#### ACTIVITY
This exercise asks for the entries to be repeated exactly, without their images.

[Stored records]
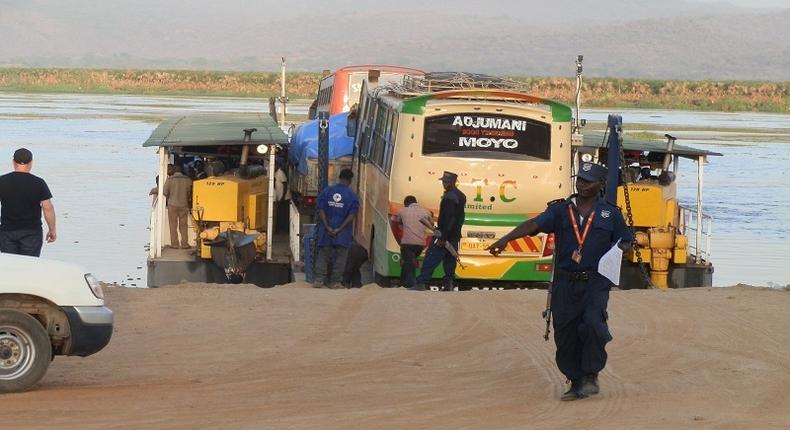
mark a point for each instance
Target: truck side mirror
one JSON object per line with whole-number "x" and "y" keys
{"x": 351, "y": 127}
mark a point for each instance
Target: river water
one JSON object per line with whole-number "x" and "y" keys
{"x": 89, "y": 149}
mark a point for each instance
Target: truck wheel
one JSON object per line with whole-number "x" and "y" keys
{"x": 25, "y": 351}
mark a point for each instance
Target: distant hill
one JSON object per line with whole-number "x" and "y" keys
{"x": 672, "y": 39}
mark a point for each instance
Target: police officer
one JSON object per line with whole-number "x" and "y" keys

#### SOLUTION TO THIS EXERCISE
mark a point for each instance
Target: truck side mirror
one JSON object per line with whole-number "x" and "y" keys
{"x": 351, "y": 127}
mark a point for each instance
Target: river water
one JSON object per line with whole-number "x" and "y" keys
{"x": 89, "y": 149}
mark a point for each instance
Target: truck wheel
one JSON object per line with whole-number "x" and "y" keys
{"x": 25, "y": 351}
mark a point for each instance
Target: distant hill
one JSON object per line with whole-number "x" and "y" keys
{"x": 672, "y": 39}
mark a point for each instance
Target: police officer
one JSON object per line with whole-number "x" and "y" keys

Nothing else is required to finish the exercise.